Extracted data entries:
◆ ◆ ◆
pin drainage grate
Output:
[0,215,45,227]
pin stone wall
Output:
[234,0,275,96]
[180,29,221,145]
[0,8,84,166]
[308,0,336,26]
◆ ◆ ◆
* _TASK_: Put every line of the rows above into a JSON array of strings, one string per line, skipping any blank lines.

* _TASK RESULT_:
[
  "pin drainage grate",
  "Output:",
  "[0,215,45,227]",
  "pin stone wall",
  "Output:",
  "[234,0,275,96]",
  "[180,29,221,145]",
  "[0,8,84,166]",
  "[308,0,336,26]"
]